*WORK TO COMPLETE*: According to the text on EMIR trade reporting below, on what date did the reporting obligation begin? Please answer briefly.

*PASSAGE PROVIDED*:
LEGAL EASE: How EMIR trade reporting obligations affect funds

The European Market Infrastructure Regulation (Emir) requires entities that transact derivatives to report prescribed details of the financial derivative instruments (FDIs) they conclude with record keepers known as trade repositories. The reporting obligation commenced on February 12, 2014 (the Reporting Deadline) and applies to all financial counterparties and non-financial counterparties.

COLLECTIVE INVESTMENT SCHEMES
Ucits authorised in accordance with the Ucits Directive and alternative investment funds within the scope of the Alternative Investment Fund Managers Directive are classified as financial counterparties and are subject to the full reporting requirements of Emir if they transact in FDIs.

WHAT IS THE REPORTING OBLIGATION?
Emir sets out the minimum details that should be reported to a trade repository such as the asset class, notional amount, economic exposure, currency and maturity date of the derivative contract. The reporting obligations will apply to both exchange-traded FDIs and over-the-counter FDIs from certain dates.

Spot transactions that settle within T+2 are not subject to the reporting requirement; however, member states take differing views on the reporting obligation for foreign exchange transactions with a longer settlement timeframe. To ensure consistent reporting throughout the EU, European Securities and Markets Authority (Esma) has requested the Commission to clarify the definition of FDIs that are subject to the reporting requirement.

WHAT’S AN LEI?

*PROVIDED INFORMATION*:
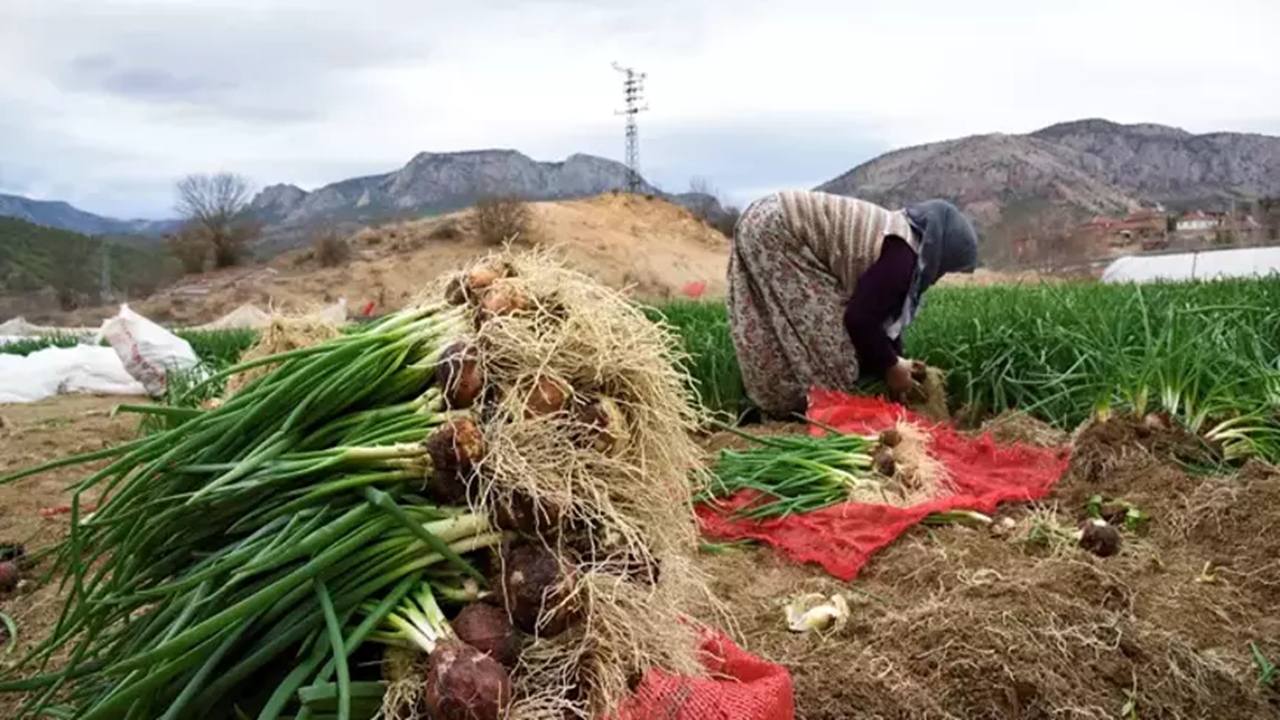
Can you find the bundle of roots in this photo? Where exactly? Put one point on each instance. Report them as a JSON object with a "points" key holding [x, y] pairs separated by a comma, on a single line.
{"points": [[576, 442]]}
--
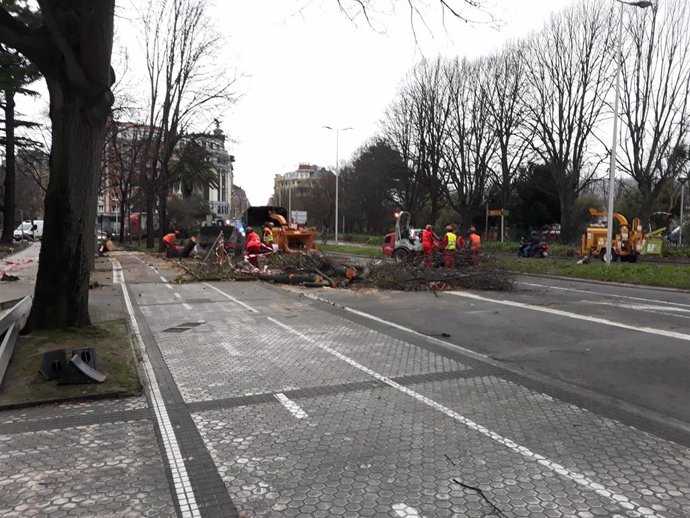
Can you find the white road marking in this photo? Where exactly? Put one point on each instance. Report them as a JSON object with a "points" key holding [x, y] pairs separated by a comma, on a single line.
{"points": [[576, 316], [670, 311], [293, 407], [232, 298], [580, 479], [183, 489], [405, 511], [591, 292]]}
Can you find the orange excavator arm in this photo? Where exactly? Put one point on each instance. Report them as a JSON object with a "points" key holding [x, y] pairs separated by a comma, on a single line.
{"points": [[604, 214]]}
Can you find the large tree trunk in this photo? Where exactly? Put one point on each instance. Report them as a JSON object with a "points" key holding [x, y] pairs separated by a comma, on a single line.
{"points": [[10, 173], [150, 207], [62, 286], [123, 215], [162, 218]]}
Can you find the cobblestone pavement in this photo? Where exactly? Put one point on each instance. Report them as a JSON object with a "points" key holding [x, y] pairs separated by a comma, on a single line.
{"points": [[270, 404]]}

*TASK SOLUTION*: February 12, 2014